> _The problem_:
Rewrite all of the records below, substituting "most central point" for each occurrence of "innermost point" and leaving every other part unchanged.

> _Supplied data_:
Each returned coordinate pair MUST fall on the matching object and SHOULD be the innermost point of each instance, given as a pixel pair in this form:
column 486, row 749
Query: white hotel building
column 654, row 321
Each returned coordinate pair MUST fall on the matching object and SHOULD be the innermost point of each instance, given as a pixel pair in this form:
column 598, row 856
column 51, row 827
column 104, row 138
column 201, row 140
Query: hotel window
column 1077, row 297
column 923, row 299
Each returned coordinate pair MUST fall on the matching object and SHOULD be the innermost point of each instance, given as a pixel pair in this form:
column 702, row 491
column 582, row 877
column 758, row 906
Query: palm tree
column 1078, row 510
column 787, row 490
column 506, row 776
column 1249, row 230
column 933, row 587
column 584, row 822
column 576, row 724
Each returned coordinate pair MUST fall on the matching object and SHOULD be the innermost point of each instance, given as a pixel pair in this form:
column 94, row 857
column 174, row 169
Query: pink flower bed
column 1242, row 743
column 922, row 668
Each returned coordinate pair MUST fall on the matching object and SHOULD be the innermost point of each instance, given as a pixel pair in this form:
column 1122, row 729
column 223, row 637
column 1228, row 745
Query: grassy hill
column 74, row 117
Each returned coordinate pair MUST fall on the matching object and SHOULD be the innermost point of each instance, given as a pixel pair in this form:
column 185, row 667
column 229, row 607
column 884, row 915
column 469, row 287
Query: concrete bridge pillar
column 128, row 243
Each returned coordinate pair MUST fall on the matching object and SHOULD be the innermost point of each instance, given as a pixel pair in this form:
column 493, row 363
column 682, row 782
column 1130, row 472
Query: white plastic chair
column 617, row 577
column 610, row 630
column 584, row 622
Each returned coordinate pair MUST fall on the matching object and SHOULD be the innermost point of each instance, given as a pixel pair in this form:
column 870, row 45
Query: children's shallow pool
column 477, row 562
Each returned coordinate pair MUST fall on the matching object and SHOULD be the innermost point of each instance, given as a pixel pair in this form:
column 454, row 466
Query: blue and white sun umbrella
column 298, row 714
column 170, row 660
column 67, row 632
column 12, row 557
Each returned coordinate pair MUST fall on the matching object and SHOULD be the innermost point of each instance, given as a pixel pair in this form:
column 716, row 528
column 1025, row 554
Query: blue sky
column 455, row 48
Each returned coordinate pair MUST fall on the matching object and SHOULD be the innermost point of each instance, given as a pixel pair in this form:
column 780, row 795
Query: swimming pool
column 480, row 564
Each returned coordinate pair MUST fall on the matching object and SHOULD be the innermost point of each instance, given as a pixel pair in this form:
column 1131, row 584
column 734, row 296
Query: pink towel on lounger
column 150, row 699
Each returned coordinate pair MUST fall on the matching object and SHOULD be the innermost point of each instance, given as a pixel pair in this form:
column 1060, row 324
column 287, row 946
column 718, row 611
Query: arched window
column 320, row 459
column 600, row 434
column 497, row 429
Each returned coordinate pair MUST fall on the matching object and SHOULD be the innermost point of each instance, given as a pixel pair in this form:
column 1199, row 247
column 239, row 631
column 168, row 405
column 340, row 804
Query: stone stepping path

> _In response_:
Each returned coordinate pair MUST fall on the matching object and SHOULD be the most central point of each instance, given as a pixel pair in this form:
column 486, row 749
Query: white hotel building
column 654, row 321
Each returned coordinate pair MUST fall on the matching object and SHOULD be the most central point of each instance, given as a pixel pair in this form:
column 598, row 856
column 51, row 827
column 104, row 138
column 201, row 140
Query: hotel window
column 1077, row 297
column 923, row 299
Each returned coordinate pair MUST fall on the matching object and SHOULD be the most central point of each instance, given as a pixel pair in this form:
column 702, row 491
column 582, row 877
column 758, row 906
Query: palm tree
column 1078, row 510
column 787, row 490
column 506, row 776
column 1249, row 230
column 933, row 587
column 584, row 822
column 576, row 724
Each returned coordinate pair MUST fall on the matching object and SHOULD be the most central point of each instance, given as a pixel pair in this form:
column 94, row 857
column 174, row 169
Query: pink flower bed
column 1242, row 743
column 922, row 668
Each returned coordinate pair MUST fall on the matching object and SHOULD be the most central point of each instance, given as a pixel pair in this form:
column 1122, row 729
column 223, row 637
column 1228, row 745
Query: grassy hill
column 74, row 117
Each returned coordinate pair MUST fall on the matching object and SHOULD be the most central point of each instance, given as a pixel pair in this form:
column 185, row 667
column 229, row 607
column 884, row 915
column 469, row 287
Query: concrete bridge pillar
column 128, row 243
Each returned coordinate pair MUST fall on the matching object and SHOULD be the most central point of each instance, given as a pixel pair in this form:
column 493, row 363
column 682, row 782
column 1130, row 472
Query: white plastic chair
column 617, row 577
column 610, row 630
column 584, row 622
Each returned coordinate pair MUST fall on the matching object and SHOULD be the most central point of each instance, given as a pixel pair in this form:
column 870, row 45
Query: children's shallow pool
column 477, row 562
Each returned coordinate pair MUST fall on the matching object and SHOULD be the most central point of each instance, given as a pixel pair in this form:
column 454, row 466
Query: blue and white sun umbrella
column 298, row 714
column 170, row 660
column 67, row 632
column 12, row 557
Each returned coordinate pair MUST fall on the matching object and SHOULD be the most central point of each instance, given as a pixel pair in this form:
column 716, row 528
column 1025, row 554
Query: blue sky
column 455, row 48
Each returned coordinate pair MUST fall on the matching object and SHOULD be the most central point of each instance, given as a pixel pair in this form:
column 780, row 795
Query: swimming pool
column 480, row 564
Each returned coordinate pair MUST fall on the matching object and SHOULD be the most central point of each instance, given as a pixel pair in this form:
column 1131, row 584
column 734, row 296
Query: pink towel on lounger
column 150, row 699
Each returned coordinate pair MUST fall on the matching object and SHOULD be the most central point of each instance, given as a pixel pair in this form:
column 1060, row 324
column 287, row 946
column 718, row 611
Query: arched window
column 320, row 459
column 600, row 434
column 497, row 429
Each returned coordinate pair MUST fall on the matching object and SHOULD be the most central point of each instance, given as a pixel pair in this form:
column 1199, row 247
column 239, row 631
column 168, row 405
column 340, row 804
Query: stone stepping path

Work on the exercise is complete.